• **Article**:
- - - - -
When Should I Water My House Plants?

When Should I Water My House Plants?

3 minute read

This blog post is a guide to help you know when to water your house plants. Both over and under watering can be detrimental to your plants’ health and can cause irreversible damage. Understanding when and how much water to give your plant is important. First, there are four methods that we will go over that will help you tell when your house plant is ready for a drink.

a photo of a person touching the soil of a house plant

1. Touch Test
Even if the soil looks dry, it may be damp under the top layer. Check the dryness of the soil by pushing your finger through the top third of the soil. You’ll be able to feel if the soil is dry or damp. If you pull your finger out and wet soil is stuck to your finger, give your plant more time before you water. Alternatively, you can use a tool such as a chopstick or a skewer. The deeper your pot is, the further down into the soil you’ll want to check.

a photo of a person picking up a cactus in a terra cotta pot

2. Weight Test
This method works best on smaller house plants and succulents. Note how heavy your plant pot feels after you water it. After a week or so, pick up the pot again – if there is still some weight to it, the soil is probably still damp. If the pot feels nice and light, it may be time for a drink.

a spider plant with droopy leaves

3. The Leaves Tell All
Some plants’ leaves naturally droop when they are thirsty. Some house plant species that are notorious for being overly dramatic when they need water are Pothos, Fittonia, Calathea, Peace Lily, Spider Plant, and Philodendron. Once watered, they’ll perk right back up!

For air plants, they tend to look shrunken and their leaves can tighten and become curly when they are very thirsty.

For succulents, their leaves will appear shrunken and wrinkly.
- - - - -
• **Data provided**:
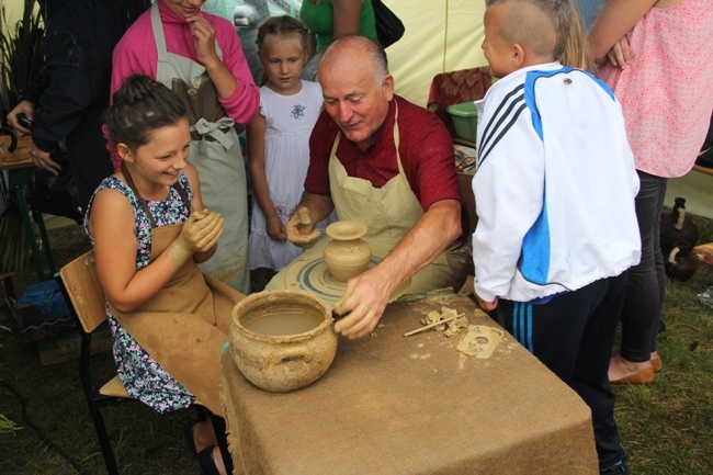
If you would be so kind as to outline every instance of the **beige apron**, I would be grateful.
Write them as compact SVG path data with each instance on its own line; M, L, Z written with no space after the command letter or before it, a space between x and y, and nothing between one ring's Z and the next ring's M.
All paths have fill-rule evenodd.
- - - - -
• **Given exercise 1**: In the house plant watering guide, what kinds of plants is the weight test said to work best on?
• **Given exercise 2**: Extend the house plant watering guide, picking up right after its final sentence about succulents.
The material that comes after the house plant watering guide has no connection to it.

• **Task answer 1**: Smaller house plants and succulents.

• **Task answer 2**:
a photo of a moisture meter in a house plant pot

4. Moisture Meter
One of the most popular house plant care tools available on the market. A moisture meter will tell you, on a scale from 1 to 10, how wet or dry your soil is (1 usually means very dry and 10 usually means very wet)

product link: https://drmeter.com/products/s10-soil-moisture-meter

a person watering house plants on a shelf

Lastly, we also want to discuss troubleshooting and what you can do to help a plant that been over or under watered. Whichever the case may be, it is important that you are diligent and act fast to help save your plant from further damage.

Signs that your plant was overwatered: yellowing, droopy leaves, especially on newer growth

a photo of a pothos plant with yellowing leaf

Solution: Quickly re-pot into fresh, dry soil and remove any yellow leaves and rotting roots with sterile scissors.

Signs that your plant is underwatered: browning, crispy leaf edges

a photo of a fern plant with brown, crispy leaf tips

Solution: Trim brown leaves and give your plant a bit of water.
Try not to suddenly flood the plant as this can cause more stress to the plant. Give small sips.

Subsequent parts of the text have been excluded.